**Task instructions:** Your task is to output all the records below, word for word.
<<<<
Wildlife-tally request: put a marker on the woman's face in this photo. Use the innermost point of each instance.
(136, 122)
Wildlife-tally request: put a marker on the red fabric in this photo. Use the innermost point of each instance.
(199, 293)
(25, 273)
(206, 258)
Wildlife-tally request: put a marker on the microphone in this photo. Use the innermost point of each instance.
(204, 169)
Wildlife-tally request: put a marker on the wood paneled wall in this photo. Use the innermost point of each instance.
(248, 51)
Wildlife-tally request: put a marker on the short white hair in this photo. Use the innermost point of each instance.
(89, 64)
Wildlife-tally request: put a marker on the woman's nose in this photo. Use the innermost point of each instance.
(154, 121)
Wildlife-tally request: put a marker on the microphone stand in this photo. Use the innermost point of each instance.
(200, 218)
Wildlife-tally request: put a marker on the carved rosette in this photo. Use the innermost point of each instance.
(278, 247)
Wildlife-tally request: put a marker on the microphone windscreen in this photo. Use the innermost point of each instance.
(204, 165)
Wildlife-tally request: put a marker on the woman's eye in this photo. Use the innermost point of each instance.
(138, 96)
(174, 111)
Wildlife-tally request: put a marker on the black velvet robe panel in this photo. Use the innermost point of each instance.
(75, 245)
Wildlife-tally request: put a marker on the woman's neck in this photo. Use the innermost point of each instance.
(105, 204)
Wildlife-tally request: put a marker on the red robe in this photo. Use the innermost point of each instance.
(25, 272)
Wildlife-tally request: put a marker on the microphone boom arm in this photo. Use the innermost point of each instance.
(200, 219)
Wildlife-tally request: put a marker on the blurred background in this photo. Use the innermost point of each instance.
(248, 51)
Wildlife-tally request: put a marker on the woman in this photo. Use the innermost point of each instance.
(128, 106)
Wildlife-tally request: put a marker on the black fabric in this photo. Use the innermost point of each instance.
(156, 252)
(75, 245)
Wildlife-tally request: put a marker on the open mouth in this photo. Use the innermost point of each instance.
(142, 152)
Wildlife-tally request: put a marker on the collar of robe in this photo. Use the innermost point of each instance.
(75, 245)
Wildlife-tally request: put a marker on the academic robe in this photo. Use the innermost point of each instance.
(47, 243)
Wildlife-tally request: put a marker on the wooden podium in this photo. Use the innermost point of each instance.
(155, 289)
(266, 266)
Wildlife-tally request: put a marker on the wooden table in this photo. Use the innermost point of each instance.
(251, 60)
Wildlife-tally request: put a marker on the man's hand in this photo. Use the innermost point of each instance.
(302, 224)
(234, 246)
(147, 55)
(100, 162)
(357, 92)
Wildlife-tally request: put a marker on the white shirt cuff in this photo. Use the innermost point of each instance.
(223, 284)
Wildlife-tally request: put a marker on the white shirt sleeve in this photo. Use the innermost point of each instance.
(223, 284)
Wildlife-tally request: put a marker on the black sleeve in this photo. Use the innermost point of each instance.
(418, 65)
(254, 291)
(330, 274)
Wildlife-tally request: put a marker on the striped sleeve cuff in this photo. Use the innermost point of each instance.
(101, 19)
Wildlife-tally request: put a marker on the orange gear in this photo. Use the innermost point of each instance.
>>>>
**Solution to the problem:**
Wildlife-tally request: put a marker on the woman's face in this photo. Use the innermost point of each instance.
(136, 122)
Wildlife-tally request: put a marker on the red fabric in this photo. Use the innermost point of each instance.
(199, 293)
(25, 273)
(206, 258)
Wildlife-tally request: put a marker on the microphone in this photo. Use the innermost point of each instance.
(204, 169)
Wildlife-tally request: put a marker on the wood paneled wall in this photo. Use the innermost point of each instance.
(248, 51)
Wildlife-tally request: put a marker on the short white hair in this photo. Use the innermost point of each instance.
(89, 64)
Wildlife-tally request: put a marker on the woman's nose in this photo. Use the innermost point of each instance.
(154, 121)
Wildlife-tally request: put a marker on the microphone stand in this photo. Use the innermost point of each instance.
(200, 218)
Wildlife-tally request: put a marker on the carved rosette in this photo. Use the innermost point of each instance.
(278, 247)
Wildlife-tally request: put a marker on the microphone windscreen in this photo. Use the innermost point of each instance.
(204, 165)
Wildlife-tally request: put a marker on the woman's eye in this photo. Use the innermost point of each instance.
(138, 96)
(174, 111)
Wildlife-tally request: put a marker on the black velvet robe panel in this photo. Use the innermost point of each instance.
(75, 245)
Wildlife-tally request: put a marker on the woman's neck in this photo. Use the innermost point of each instance.
(105, 204)
Wildlife-tally request: put a marker on the red robe in this photo. Use the innermost point of each instance.
(25, 272)
Wildlife-tally request: put a marker on the microphone boom arm in this photo. Use the innermost point of each instance.
(200, 219)
Wildlife-tally request: put a marker on the blurred background in this photo. Use the innermost point of each instance.
(248, 51)
Wildlife-tally request: put a marker on the woman in this photo. Use the innermost point of each instance.
(128, 106)
Wildlife-tally request: put a marker on the black fabric in this photo. Use the innermost point of each instance.
(156, 252)
(75, 245)
Wildlife-tally request: put a marker on the open mouth in this photo. Use the innermost point of each instance.
(142, 152)
Wildlife-tally request: put a marker on the collar of robe in this photo. Use the innermost point of each instance.
(75, 245)
Wildlife-tally request: put a marker on the academic robe in this photo. Use the innermost point of each instance.
(47, 243)
Wildlife-tally request: put a marker on the wooden podium in this photo. Use the innermost point of each instance.
(155, 289)
(266, 266)
Wildlife-tally request: put a marker on the wooden table in this photo. Use the innermost point of each instance.
(251, 60)
Wildlife-tally request: put a marker on the man's hand in this photo. Use the innermost point of each instance.
(302, 224)
(234, 246)
(147, 55)
(100, 162)
(357, 92)
Wildlife-tally request: put a marker on the white shirt cuff in this photo. Use the innermost point of each instance.
(223, 284)
Wildlife-tally request: put a marker on the white shirt sleeve in this photo. Use the innermost point of each instance.
(223, 284)
Wildlife-tally request: put a marker on the black sleeve in this photo. Use the innermost point of each instance.
(418, 65)
(254, 291)
(330, 274)
Wildlife-tally request: put a marker on the striped sleeve cuff in this photo. Use the innermost point of each instance.
(101, 19)
Wildlife-tally request: put a marker on the orange gear in this photo. Use the innermost point of each instance.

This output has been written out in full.